Excerpt to read:
▬▬▬▬▬▬▬▬▬▬
Qin Dahe, head of the China Meteorological Administration, said at the 12th conference of the Chinese Academy of Sciences (CAS) that global warming will have an irreversible and sustained negative impact on Chinese economic and social development.

Qin, also a CAS academician, pointed out that the nation has no plans to draft any strategy or policy for fighting global warming trends. Such a policy, he said, is desperately needed.

"We need to study comprehensively the effects of climate change and take appropriate measures."

Qin appealed for increased investment in long-term research on climate change.

A nationwide observation network on climate systems would be useful, he said. The China Climate Observation System (CCOS) might help gather more specific worldwide data. The existing climate observation network is only for weather forecasting, while the CCOS surveys physical, chemical and biological changes as well as human activities that could result in climate change.

Greenhouse gas emissions, including carbon dioxide, have been the primary cause of global warming in the past half-century. Over the past 100 years, the average temperature in China has risen 0.4 to 0.5 degree Celsius.

A United Nations Environment Program report said that climate change in 2003 cost the world at least US$60 billion in damage, 10 percent more than in the previous year.

Experts forecast that by 2030, the average temperature in China will have increased 1.7 degrees Celsius. By 2050, it will have increased by 2.2 degrees Celsius.

"It's very sensitive and complex for every country to respond to multilateral negotiations on climate change," Qin said. "Thus, it is vitally important to establish a uniform policy."
▬▬▬▬▬▬▬▬▬▬
Dataset extract:
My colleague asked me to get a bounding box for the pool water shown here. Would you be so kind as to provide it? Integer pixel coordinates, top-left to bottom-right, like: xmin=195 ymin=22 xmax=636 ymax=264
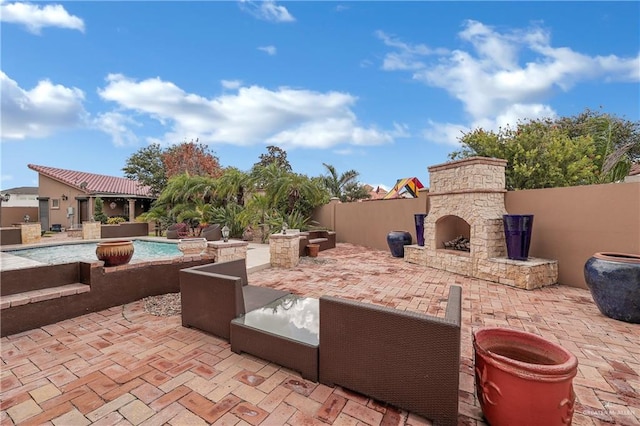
xmin=5 ymin=240 xmax=182 ymax=265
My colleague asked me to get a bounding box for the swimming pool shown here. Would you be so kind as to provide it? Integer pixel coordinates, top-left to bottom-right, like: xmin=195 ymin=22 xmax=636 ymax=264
xmin=4 ymin=240 xmax=182 ymax=265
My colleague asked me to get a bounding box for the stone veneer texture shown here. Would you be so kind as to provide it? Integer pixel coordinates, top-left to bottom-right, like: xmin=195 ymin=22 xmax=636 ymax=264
xmin=405 ymin=157 xmax=558 ymax=289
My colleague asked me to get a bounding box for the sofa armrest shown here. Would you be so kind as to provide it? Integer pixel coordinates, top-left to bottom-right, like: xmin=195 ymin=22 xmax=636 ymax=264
xmin=319 ymin=286 xmax=461 ymax=425
xmin=180 ymin=267 xmax=245 ymax=340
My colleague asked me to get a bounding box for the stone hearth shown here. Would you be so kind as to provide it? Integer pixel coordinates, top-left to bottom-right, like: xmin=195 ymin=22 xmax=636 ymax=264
xmin=405 ymin=157 xmax=558 ymax=290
▬▬▬▬▬▬▬▬▬▬
Actions to take:
1. According to the passage on global warming in China, how much has the average temperature in China risen over the past 100 years?
2. Repeat the part of the passage on global warming in China that begins at the words "A United Nations" and stops after "the previous year.".
Use only the passage on global warming in China.

Answers by item:
1. It has risen 0.4 to 0.5 degree Celsius.

2.
A United Nations Environment Program report said that climate change in 2003 cost the world at least US$60 billion in damage, 10 percent more than in the previous year.